Dataset entries:
* * *

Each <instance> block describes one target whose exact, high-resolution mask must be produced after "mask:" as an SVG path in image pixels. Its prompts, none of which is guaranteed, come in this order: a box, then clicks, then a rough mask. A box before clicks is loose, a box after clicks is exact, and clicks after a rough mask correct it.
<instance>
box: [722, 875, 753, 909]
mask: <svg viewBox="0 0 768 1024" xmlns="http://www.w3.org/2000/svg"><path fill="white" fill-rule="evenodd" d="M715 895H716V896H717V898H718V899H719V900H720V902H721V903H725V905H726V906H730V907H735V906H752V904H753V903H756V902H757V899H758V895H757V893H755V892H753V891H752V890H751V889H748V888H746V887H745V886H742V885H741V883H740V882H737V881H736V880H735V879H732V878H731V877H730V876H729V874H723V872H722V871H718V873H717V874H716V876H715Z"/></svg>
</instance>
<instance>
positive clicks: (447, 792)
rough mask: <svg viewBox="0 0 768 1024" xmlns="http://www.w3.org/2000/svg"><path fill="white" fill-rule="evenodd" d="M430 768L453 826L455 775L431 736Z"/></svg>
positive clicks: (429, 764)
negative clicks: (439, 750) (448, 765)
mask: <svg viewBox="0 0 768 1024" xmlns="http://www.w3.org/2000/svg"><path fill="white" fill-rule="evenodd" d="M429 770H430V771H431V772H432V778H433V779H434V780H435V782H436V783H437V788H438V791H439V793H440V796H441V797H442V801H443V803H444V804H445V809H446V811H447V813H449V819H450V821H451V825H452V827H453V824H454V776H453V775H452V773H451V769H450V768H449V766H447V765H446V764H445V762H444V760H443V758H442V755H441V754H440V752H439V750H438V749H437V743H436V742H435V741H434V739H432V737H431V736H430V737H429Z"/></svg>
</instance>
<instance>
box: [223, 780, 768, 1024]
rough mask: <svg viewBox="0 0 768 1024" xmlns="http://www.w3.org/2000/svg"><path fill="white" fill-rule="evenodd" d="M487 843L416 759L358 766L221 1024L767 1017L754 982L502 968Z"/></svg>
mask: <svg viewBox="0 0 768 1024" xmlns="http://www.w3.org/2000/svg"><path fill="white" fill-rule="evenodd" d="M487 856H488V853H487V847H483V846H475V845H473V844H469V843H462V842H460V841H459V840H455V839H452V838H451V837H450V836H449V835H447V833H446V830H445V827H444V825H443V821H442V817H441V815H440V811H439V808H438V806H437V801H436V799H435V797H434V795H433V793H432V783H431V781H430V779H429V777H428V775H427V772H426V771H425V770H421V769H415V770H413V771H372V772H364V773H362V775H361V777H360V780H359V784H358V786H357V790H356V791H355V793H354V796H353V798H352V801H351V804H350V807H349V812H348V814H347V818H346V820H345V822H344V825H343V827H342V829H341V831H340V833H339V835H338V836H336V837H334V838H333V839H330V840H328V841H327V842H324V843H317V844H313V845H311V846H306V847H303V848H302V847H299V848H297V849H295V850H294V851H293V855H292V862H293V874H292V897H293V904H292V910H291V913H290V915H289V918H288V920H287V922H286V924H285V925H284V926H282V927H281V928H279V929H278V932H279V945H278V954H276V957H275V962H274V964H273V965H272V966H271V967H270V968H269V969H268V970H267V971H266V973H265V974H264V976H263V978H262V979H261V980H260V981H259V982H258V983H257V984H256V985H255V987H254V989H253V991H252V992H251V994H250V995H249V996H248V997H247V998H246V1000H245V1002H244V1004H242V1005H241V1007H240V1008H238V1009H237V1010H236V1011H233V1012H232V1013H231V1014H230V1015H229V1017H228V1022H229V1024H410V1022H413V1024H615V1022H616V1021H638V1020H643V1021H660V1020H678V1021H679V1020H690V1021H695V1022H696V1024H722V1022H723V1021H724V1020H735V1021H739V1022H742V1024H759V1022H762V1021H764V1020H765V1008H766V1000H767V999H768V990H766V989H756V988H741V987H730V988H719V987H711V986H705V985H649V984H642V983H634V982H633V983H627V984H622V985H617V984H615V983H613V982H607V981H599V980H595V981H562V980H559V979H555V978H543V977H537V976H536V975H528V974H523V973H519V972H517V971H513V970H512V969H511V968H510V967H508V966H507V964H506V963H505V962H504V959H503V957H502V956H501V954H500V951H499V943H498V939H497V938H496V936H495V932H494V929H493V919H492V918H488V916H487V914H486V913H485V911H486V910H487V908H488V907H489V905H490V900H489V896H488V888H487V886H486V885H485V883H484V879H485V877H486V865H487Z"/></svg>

* * *

(TRY IT): Report every line above that contains the string "clicks", copying each one in full. Case counts.

(EXERCISE SOLUTION):
Each <instance> block describes one target whose exact, high-resolution mask must be produced after "mask:" as an SVG path in image pixels. Its prompts, none of which is guaranteed, come in this order: a box, then clicks, then a rough mask. A box before clicks is loose, a box after clicks is exact, and clicks after a rough mask correct it.
positive clicks: (447, 792)
positive clicks: (429, 764)
negative clicks: (439, 750) (448, 765)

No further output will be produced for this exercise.